> [Treść polecenia a]: Kto według fragmentu dokumentu przygotował dzisiejsze słówko?

> [Fragment dokumentu]:
____________________

Opowiadaj, co Pan Ci uczynił!

O

Szczęść Boże! Moi Drodzy, w dniu wczorajszym urodziny przeżywała Zuzanna Zagubień, włączająca się w swoim czasie do Wspólnoty młodzieżowej w Celestynowie.

Dzisiaj natomiast urodziny przeżywa Ksiądz Jacek Wojdat, mój Kolega kursowy.

Niech Bóg błogosławi i prowadzi! O to będę się dla Jubilatów modlił.

Moi Drodzy, jeszcze raz zachęcam do spokojnego przeczytania i przemyślenia – najlepiej na modlitwie – wczorajszego mojego Apelu oraz do włączenia się w inicjatywę, jeżeli tylko tak podpowie serce. A także – do przekazania tegoż zaproszenia innym.

Dzisiejsze słówko – jak w każdy poniedziałek – przygotował Janek. Bardzo Mu za to dziękuję – podobnie, jak i za umieszczenie mojego Apelu na stronie Duszpasterstwa Akademickiego i na facebook’u.

Zapraszam zatem do pochylenia się nad Bożym słowem dzisiejszej liturgii. Co konkretnie mówi dziś do mnie Pan? Z jakim przesłaniem właśnie do mnie osobiście się zwraca? Niech Duch Święty obdarzy światłem i natchnieniem!

Niech Was błogosławi Bóg Wszechmogący: Ojciec + i Syn, i Duch Święty. Amen

Gaudium et spes! Ks. Jacek

Poniedziałek 4 Tygodnia zwykłego, rok II,

Wspomnienie Św. Jana Bosco, Kapłana,

31 stycznia 2022.,

do czytań: 2 Sm 15,13–14.30;16,5–13a; Mk 5,1–20

CZYTANIE Z DRUGIEJ KSIĘGI SAMUELA:

Przybył ktoś, kto doniósł Dawidowi: „Serca ludzi z Izraela zwróciły się do Absaloma”. Wtedy Dawid dał rozkaz wszystkim swym sługom przebywającym wraz z nim w Jerozolimie: „Wstańcie! Uchodźmy, gdyż nie znajdziemy ocalenia przed Absalomem. Spiesznie uciekajcie, ażeby nas nie napadł znienacka, nie sprowadził na nas niedoli i ostrzem miecza nie wygładził mieszkańców miasta”.

Dawid wstępował na Górę Oliwną. Wchodził na nią płacząc i mając głowę zasłoniętą. Szedł boso. Również wszyscy ludzie, którzy mu towarzyszyli, zasłonili swe głowy i wstępując na górę płakali.

____________________

> [Zbiór wpisów]:
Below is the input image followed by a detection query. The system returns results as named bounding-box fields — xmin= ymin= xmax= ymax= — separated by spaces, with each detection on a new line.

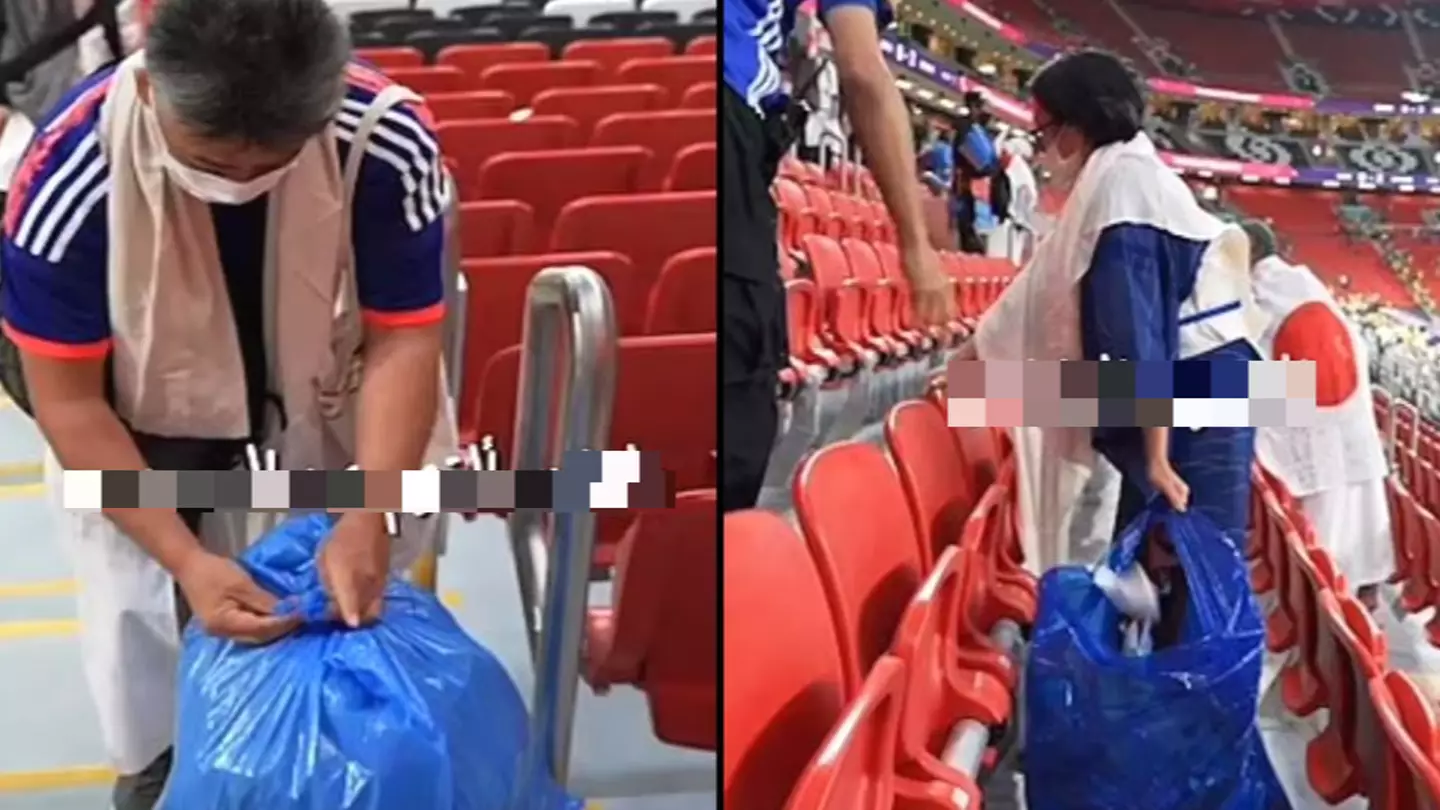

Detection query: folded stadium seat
xmin=583 ymin=481 xmax=720 ymax=751
xmin=680 ymin=82 xmax=719 ymax=110
xmin=459 ymin=200 xmax=534 ymax=259
xmin=793 ymin=441 xmax=924 ymax=692
xmin=801 ymin=233 xmax=874 ymax=375
xmin=530 ymin=85 xmax=668 ymax=143
xmin=480 ymin=61 xmax=601 ymax=107
xmin=662 ymin=143 xmax=720 ymax=192
xmin=356 ymin=48 xmax=425 ymax=71
xmin=478 ymin=146 xmax=648 ymax=247
xmin=467 ymin=333 xmax=719 ymax=566
xmin=770 ymin=177 xmax=824 ymax=251
xmin=685 ymin=35 xmax=717 ymax=56
xmin=550 ymin=188 xmax=717 ymax=334
xmin=435 ymin=42 xmax=550 ymax=86
xmin=384 ymin=65 xmax=475 ymax=95
xmin=1369 ymin=670 xmax=1440 ymax=810
xmin=435 ymin=115 xmax=580 ymax=200
xmin=456 ymin=251 xmax=644 ymax=438
xmin=1305 ymin=579 xmax=1387 ymax=804
xmin=425 ymin=89 xmax=516 ymax=124
xmin=560 ymin=35 xmax=678 ymax=78
xmin=615 ymin=56 xmax=716 ymax=102
xmin=645 ymin=248 xmax=716 ymax=334
xmin=890 ymin=548 xmax=1012 ymax=807
xmin=544 ymin=0 xmax=635 ymax=29
xmin=720 ymin=509 xmax=846 ymax=810
xmin=783 ymin=656 xmax=904 ymax=810
xmin=840 ymin=238 xmax=914 ymax=360
xmin=1306 ymin=592 xmax=1391 ymax=807
xmin=405 ymin=26 xmax=510 ymax=62
xmin=590 ymin=110 xmax=716 ymax=190
xmin=1280 ymin=515 xmax=1344 ymax=718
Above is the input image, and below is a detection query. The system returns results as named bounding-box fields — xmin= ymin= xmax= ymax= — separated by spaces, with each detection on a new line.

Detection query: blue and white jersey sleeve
xmin=336 ymin=66 xmax=451 ymax=329
xmin=0 ymin=72 xmax=111 ymax=360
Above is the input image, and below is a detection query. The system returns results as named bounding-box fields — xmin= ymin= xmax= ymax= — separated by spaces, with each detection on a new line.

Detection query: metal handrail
xmin=510 ymin=267 xmax=618 ymax=790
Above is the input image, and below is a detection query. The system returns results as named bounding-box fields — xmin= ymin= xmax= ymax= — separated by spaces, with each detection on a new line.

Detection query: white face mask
xmin=164 ymin=151 xmax=295 ymax=205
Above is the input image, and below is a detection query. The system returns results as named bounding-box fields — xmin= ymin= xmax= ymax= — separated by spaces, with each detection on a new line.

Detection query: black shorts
xmin=720 ymin=86 xmax=789 ymax=512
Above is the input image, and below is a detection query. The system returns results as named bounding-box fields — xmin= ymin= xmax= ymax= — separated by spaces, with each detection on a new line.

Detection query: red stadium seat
xmin=435 ymin=42 xmax=550 ymax=86
xmin=531 ymin=85 xmax=665 ymax=141
xmin=665 ymin=143 xmax=720 ymax=192
xmin=550 ymin=188 xmax=716 ymax=334
xmin=425 ymin=89 xmax=516 ymax=123
xmin=645 ymin=248 xmax=716 ymax=334
xmin=459 ymin=200 xmax=534 ymax=259
xmin=891 ymin=546 xmax=1012 ymax=807
xmin=560 ymin=36 xmax=675 ymax=76
xmin=590 ymin=110 xmax=716 ymax=190
xmin=685 ymin=35 xmax=716 ymax=56
xmin=477 ymin=146 xmax=650 ymax=246
xmin=356 ymin=48 xmax=425 ymax=71
xmin=615 ymin=56 xmax=716 ymax=102
xmin=886 ymin=401 xmax=982 ymax=566
xmin=475 ymin=333 xmax=717 ymax=565
xmin=435 ymin=115 xmax=580 ymax=200
xmin=680 ymin=82 xmax=716 ymax=110
xmin=783 ymin=657 xmax=904 ymax=810
xmin=793 ymin=441 xmax=923 ymax=692
xmin=720 ymin=510 xmax=846 ymax=810
xmin=384 ymin=65 xmax=474 ymax=95
xmin=1369 ymin=672 xmax=1440 ymax=810
xmin=456 ymin=251 xmax=636 ymax=441
xmin=1305 ymin=582 xmax=1387 ymax=804
xmin=480 ymin=62 xmax=601 ymax=107
xmin=585 ymin=490 xmax=720 ymax=751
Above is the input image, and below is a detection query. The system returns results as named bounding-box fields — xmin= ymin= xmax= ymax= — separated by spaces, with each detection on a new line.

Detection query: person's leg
xmin=720 ymin=88 xmax=788 ymax=512
xmin=109 ymin=509 xmax=203 ymax=810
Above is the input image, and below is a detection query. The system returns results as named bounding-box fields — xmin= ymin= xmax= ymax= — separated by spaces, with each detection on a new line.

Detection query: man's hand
xmin=320 ymin=512 xmax=390 ymax=627
xmin=174 ymin=549 xmax=300 ymax=644
xmin=1148 ymin=461 xmax=1189 ymax=512
xmin=900 ymin=244 xmax=955 ymax=326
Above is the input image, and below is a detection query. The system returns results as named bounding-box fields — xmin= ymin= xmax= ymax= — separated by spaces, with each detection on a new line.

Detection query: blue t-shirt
xmin=0 ymin=63 xmax=448 ymax=363
xmin=724 ymin=0 xmax=891 ymax=112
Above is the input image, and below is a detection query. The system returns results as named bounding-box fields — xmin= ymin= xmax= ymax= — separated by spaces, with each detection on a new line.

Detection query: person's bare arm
xmin=356 ymin=323 xmax=442 ymax=470
xmin=825 ymin=6 xmax=929 ymax=248
xmin=20 ymin=352 xmax=200 ymax=574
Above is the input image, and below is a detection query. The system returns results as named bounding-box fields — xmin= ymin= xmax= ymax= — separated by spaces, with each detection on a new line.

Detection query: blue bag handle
xmin=1109 ymin=494 xmax=1250 ymax=633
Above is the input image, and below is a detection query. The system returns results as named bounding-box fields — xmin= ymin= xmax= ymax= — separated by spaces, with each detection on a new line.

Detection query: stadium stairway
xmin=0 ymin=401 xmax=716 ymax=810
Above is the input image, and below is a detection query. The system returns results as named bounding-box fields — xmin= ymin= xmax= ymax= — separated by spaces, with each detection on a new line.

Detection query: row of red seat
xmin=384 ymin=52 xmax=716 ymax=108
xmin=356 ymin=36 xmax=717 ymax=76
xmin=723 ymin=389 xmax=1035 ymax=810
xmin=1250 ymin=470 xmax=1440 ymax=810
xmin=436 ymin=107 xmax=716 ymax=196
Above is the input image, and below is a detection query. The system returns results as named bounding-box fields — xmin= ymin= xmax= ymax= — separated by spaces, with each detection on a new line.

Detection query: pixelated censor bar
xmin=62 ymin=450 xmax=675 ymax=515
xmin=946 ymin=360 xmax=1316 ymax=430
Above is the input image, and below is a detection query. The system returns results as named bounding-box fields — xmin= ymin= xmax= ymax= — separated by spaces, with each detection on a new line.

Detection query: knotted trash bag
xmin=1024 ymin=500 xmax=1289 ymax=810
xmin=163 ymin=515 xmax=582 ymax=810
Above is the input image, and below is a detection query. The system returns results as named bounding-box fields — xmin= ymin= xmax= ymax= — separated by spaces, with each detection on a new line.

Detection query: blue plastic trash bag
xmin=1024 ymin=500 xmax=1289 ymax=810
xmin=163 ymin=515 xmax=582 ymax=810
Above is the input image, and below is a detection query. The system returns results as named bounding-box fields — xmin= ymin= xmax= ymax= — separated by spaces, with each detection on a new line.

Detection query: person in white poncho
xmin=969 ymin=52 xmax=1259 ymax=643
xmin=1244 ymin=221 xmax=1395 ymax=608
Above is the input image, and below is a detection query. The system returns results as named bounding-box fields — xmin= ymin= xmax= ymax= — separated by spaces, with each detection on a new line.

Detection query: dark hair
xmin=145 ymin=0 xmax=350 ymax=146
xmin=1240 ymin=219 xmax=1280 ymax=264
xmin=1030 ymin=50 xmax=1145 ymax=148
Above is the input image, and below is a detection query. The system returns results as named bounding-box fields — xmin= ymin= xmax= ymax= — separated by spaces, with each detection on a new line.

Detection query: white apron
xmin=1254 ymin=257 xmax=1395 ymax=588
xmin=46 ymin=53 xmax=456 ymax=774
xmin=975 ymin=133 xmax=1259 ymax=572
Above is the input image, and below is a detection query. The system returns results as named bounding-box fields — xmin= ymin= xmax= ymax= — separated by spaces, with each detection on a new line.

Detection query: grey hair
xmin=145 ymin=0 xmax=350 ymax=146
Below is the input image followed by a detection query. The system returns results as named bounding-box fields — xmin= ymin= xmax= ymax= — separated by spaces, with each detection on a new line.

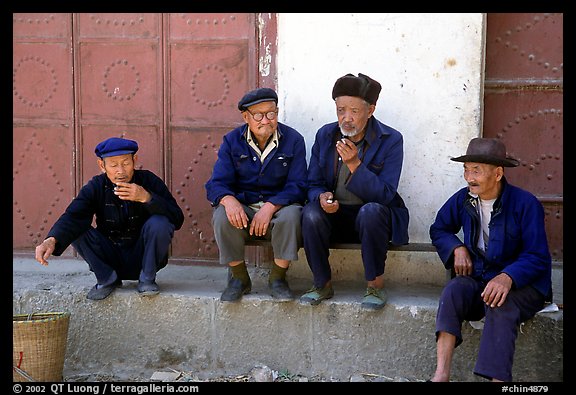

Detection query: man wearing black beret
xmin=206 ymin=88 xmax=306 ymax=302
xmin=300 ymin=74 xmax=409 ymax=310
xmin=36 ymin=137 xmax=184 ymax=300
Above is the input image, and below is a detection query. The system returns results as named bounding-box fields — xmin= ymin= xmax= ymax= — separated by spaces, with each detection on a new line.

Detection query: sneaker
xmin=268 ymin=279 xmax=294 ymax=302
xmin=362 ymin=287 xmax=388 ymax=310
xmin=137 ymin=281 xmax=160 ymax=296
xmin=86 ymin=279 xmax=122 ymax=300
xmin=300 ymin=285 xmax=334 ymax=306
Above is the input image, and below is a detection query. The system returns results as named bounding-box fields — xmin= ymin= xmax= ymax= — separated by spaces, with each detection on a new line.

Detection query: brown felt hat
xmin=450 ymin=137 xmax=520 ymax=167
xmin=332 ymin=73 xmax=382 ymax=104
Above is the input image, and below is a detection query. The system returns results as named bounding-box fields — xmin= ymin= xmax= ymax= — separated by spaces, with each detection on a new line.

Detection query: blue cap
xmin=94 ymin=137 xmax=138 ymax=158
xmin=238 ymin=88 xmax=278 ymax=111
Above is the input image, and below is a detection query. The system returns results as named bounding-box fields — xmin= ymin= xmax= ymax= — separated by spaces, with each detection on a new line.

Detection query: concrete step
xmin=13 ymin=255 xmax=563 ymax=382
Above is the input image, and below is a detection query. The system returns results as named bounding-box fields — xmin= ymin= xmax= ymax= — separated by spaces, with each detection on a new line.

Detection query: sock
xmin=230 ymin=262 xmax=250 ymax=285
xmin=268 ymin=263 xmax=288 ymax=284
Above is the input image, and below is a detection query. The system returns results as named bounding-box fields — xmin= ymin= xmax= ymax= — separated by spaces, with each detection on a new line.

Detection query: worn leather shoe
xmin=362 ymin=287 xmax=388 ymax=310
xmin=268 ymin=279 xmax=294 ymax=302
xmin=137 ymin=281 xmax=160 ymax=296
xmin=86 ymin=279 xmax=122 ymax=300
xmin=220 ymin=277 xmax=252 ymax=302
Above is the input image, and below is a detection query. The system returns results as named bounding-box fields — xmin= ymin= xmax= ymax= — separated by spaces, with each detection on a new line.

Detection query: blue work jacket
xmin=430 ymin=177 xmax=552 ymax=297
xmin=205 ymin=122 xmax=307 ymax=207
xmin=47 ymin=170 xmax=184 ymax=256
xmin=308 ymin=116 xmax=410 ymax=245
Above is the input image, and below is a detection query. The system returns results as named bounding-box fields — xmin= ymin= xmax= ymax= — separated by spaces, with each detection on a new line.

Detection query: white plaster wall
xmin=277 ymin=13 xmax=484 ymax=242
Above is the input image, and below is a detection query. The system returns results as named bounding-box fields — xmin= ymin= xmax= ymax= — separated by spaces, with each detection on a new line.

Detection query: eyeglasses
xmin=246 ymin=110 xmax=278 ymax=122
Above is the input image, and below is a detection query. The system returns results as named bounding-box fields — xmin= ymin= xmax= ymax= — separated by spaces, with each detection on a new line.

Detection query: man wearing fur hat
xmin=36 ymin=137 xmax=184 ymax=300
xmin=300 ymin=74 xmax=409 ymax=310
xmin=429 ymin=138 xmax=552 ymax=381
xmin=205 ymin=88 xmax=306 ymax=302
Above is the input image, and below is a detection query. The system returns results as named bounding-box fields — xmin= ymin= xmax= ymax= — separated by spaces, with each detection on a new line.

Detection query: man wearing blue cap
xmin=206 ymin=88 xmax=306 ymax=302
xmin=36 ymin=137 xmax=184 ymax=300
xmin=300 ymin=73 xmax=409 ymax=310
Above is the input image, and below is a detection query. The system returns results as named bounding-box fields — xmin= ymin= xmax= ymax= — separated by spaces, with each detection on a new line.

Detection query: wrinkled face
xmin=98 ymin=154 xmax=137 ymax=184
xmin=242 ymin=101 xmax=278 ymax=141
xmin=336 ymin=96 xmax=376 ymax=137
xmin=464 ymin=162 xmax=504 ymax=200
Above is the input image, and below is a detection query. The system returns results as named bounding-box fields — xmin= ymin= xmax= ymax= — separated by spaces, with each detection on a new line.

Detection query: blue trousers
xmin=72 ymin=215 xmax=174 ymax=286
xmin=302 ymin=201 xmax=392 ymax=288
xmin=436 ymin=276 xmax=545 ymax=381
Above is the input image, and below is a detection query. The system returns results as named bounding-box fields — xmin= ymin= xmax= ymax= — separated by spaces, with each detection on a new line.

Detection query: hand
xmin=34 ymin=237 xmax=56 ymax=266
xmin=336 ymin=138 xmax=362 ymax=173
xmin=318 ymin=192 xmax=340 ymax=214
xmin=481 ymin=273 xmax=513 ymax=307
xmin=220 ymin=195 xmax=248 ymax=229
xmin=454 ymin=246 xmax=472 ymax=276
xmin=114 ymin=182 xmax=152 ymax=203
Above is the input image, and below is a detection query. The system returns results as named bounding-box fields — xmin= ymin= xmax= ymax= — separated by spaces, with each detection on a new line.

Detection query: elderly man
xmin=300 ymin=74 xmax=409 ymax=310
xmin=206 ymin=88 xmax=306 ymax=302
xmin=36 ymin=137 xmax=184 ymax=300
xmin=430 ymin=138 xmax=552 ymax=381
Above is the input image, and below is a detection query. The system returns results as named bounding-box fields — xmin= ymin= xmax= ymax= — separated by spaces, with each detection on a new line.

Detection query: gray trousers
xmin=212 ymin=204 xmax=302 ymax=265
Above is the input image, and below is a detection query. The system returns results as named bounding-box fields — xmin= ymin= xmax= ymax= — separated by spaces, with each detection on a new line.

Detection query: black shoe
xmin=268 ymin=279 xmax=294 ymax=302
xmin=138 ymin=281 xmax=160 ymax=296
xmin=220 ymin=277 xmax=252 ymax=302
xmin=86 ymin=279 xmax=122 ymax=300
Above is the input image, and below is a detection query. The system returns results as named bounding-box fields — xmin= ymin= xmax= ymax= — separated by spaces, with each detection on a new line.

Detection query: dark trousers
xmin=302 ymin=201 xmax=392 ymax=287
xmin=72 ymin=215 xmax=174 ymax=285
xmin=436 ymin=276 xmax=545 ymax=381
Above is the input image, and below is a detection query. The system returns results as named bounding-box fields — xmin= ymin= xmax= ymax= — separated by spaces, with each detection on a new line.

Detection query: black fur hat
xmin=332 ymin=73 xmax=382 ymax=104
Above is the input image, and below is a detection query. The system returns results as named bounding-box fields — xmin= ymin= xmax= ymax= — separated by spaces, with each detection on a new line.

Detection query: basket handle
xmin=14 ymin=366 xmax=36 ymax=381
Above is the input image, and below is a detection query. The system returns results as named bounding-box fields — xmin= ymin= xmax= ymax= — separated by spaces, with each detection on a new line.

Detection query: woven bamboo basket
xmin=12 ymin=312 xmax=70 ymax=381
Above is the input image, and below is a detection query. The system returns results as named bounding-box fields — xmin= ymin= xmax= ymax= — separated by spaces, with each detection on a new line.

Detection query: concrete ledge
xmin=13 ymin=259 xmax=563 ymax=382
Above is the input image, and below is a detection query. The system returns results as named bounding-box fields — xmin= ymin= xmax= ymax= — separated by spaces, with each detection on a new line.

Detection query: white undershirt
xmin=478 ymin=198 xmax=496 ymax=251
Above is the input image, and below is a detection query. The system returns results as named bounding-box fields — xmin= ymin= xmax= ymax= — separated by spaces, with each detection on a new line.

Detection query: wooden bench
xmin=246 ymin=240 xmax=436 ymax=252
xmin=245 ymin=240 xmax=436 ymax=266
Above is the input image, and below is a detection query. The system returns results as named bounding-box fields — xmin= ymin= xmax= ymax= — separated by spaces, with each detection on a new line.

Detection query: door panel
xmin=13 ymin=13 xmax=260 ymax=260
xmin=484 ymin=13 xmax=564 ymax=262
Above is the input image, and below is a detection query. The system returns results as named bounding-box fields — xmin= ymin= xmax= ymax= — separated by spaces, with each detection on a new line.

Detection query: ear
xmin=98 ymin=158 xmax=106 ymax=173
xmin=496 ymin=166 xmax=504 ymax=181
xmin=368 ymin=104 xmax=376 ymax=118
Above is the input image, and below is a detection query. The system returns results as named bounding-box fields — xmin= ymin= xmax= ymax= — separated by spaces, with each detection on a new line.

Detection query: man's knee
xmin=302 ymin=202 xmax=325 ymax=227
xmin=358 ymin=202 xmax=390 ymax=224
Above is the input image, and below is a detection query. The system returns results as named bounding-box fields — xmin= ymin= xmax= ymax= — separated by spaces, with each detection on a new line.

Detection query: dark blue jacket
xmin=430 ymin=177 xmax=552 ymax=296
xmin=308 ymin=117 xmax=410 ymax=245
xmin=205 ymin=122 xmax=306 ymax=207
xmin=47 ymin=170 xmax=184 ymax=256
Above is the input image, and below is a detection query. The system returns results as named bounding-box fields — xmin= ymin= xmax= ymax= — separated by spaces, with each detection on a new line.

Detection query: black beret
xmin=238 ymin=88 xmax=278 ymax=111
xmin=94 ymin=137 xmax=138 ymax=158
xmin=332 ymin=73 xmax=382 ymax=104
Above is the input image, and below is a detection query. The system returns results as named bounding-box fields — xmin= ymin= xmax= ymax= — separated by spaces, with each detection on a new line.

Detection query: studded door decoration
xmin=13 ymin=13 xmax=260 ymax=266
xmin=484 ymin=13 xmax=564 ymax=261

____________________

> [Treść polecenia b]: Proszę przepisać wiernie wszystko od początku wpisów aż do wiersza zawierającego „xmin=583 ymin=481 xmax=720 ymax=751”, łącznie z tym wierszem, z pominięciem obrazów.

> [Wynik zadania a]: Dzisiejsze słówko przygotował Janek.

> [Wynik zadania b]:
Below is the input image followed by a detection query. The system returns results as named bounding-box fields — xmin= ymin= xmax= ymax= — separated by spaces, with each detection on a new line.


Detection query: folded stadium seat
xmin=583 ymin=481 xmax=720 ymax=751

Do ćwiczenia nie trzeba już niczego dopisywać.